Task details:
In the news article below about Anthony Lake's withdrawal, which Senate committee does Sen. Richard C. Shelby head?

Document section:
==============================
Lake ends nomination to run CIA He angrily blames 'endless delays' of panel's GOP majority

'They wanted a scalp'

Nominee tells Clinton it was 'football game with moving goal posts'

March 18, 1997|By Mark Matthews | Mark Matthews,SUN NATIONAL STAFF

WASHINGTON -- Anthony Lake withdrew yesterday as President Clinton's nominee to be director of central intelligence, saying he had run out of patience with the "endless delays" imposed by the Senate in approving him for the job.

"It is a football game with constantly moving goal posts," Lake complained in a letter to the president.

The withdrawal by Lake, a former Foreign Service officer, college professor and author who served as national security adviser during Clinton's first term, ended a tumultuous confirmation fight that until yesterday appeared far from over.

Michael McCurry, the White House press secretary, said Clinton "expressed very strong feelings that Tony should stick to it and gain the confirmation he deserves." But the president "indicated he would respect [Lake's] personal wishes," McCurry said.

A senior White House official said Lake met with the president, who "tried to talk him out of it" but to no avail.

"They wanted a scalp -- now they've got it," the official said bitterly.

Sen. Richard C. Shelby, the Alabama Republican who heads the Senate's Select Committee on Intelligence, had been responsible for two delays in scheduling Lake's hearing and for the prolonged investigation by committee staff.
==============================
Record list:
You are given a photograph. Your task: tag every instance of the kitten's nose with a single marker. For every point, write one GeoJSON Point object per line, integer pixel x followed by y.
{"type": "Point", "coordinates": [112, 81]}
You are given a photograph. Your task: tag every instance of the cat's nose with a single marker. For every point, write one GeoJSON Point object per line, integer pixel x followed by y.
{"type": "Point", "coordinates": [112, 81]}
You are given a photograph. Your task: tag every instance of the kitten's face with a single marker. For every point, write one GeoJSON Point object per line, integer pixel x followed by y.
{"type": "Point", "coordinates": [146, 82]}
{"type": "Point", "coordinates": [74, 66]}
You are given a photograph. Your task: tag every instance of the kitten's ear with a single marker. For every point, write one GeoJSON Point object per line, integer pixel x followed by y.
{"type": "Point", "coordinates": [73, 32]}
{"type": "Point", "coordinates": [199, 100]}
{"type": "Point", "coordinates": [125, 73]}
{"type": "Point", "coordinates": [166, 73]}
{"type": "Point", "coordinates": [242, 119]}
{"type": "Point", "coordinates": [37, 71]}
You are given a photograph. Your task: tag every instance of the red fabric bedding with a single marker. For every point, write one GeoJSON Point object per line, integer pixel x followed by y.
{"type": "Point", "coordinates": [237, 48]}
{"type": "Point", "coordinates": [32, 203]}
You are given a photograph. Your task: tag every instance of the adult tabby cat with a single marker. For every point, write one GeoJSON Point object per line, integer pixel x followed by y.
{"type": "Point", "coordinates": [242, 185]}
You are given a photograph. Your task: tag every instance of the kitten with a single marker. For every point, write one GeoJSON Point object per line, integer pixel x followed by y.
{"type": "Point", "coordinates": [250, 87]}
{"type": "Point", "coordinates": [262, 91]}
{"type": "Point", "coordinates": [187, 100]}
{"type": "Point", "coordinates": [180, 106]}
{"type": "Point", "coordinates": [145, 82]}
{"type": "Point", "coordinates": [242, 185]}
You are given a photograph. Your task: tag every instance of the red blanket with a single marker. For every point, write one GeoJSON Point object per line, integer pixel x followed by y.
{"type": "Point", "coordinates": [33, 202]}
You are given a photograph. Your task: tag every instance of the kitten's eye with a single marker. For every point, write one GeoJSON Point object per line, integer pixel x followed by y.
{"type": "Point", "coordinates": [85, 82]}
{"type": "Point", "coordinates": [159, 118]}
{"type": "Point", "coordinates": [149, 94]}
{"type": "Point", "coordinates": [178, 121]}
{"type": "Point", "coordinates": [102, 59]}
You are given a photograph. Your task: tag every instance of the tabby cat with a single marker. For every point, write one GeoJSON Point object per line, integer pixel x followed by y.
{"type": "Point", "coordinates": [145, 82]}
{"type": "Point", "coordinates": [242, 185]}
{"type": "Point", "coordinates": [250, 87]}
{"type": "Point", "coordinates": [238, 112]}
==============================
Final answer:
The Senate's Select Committee on Intelligence.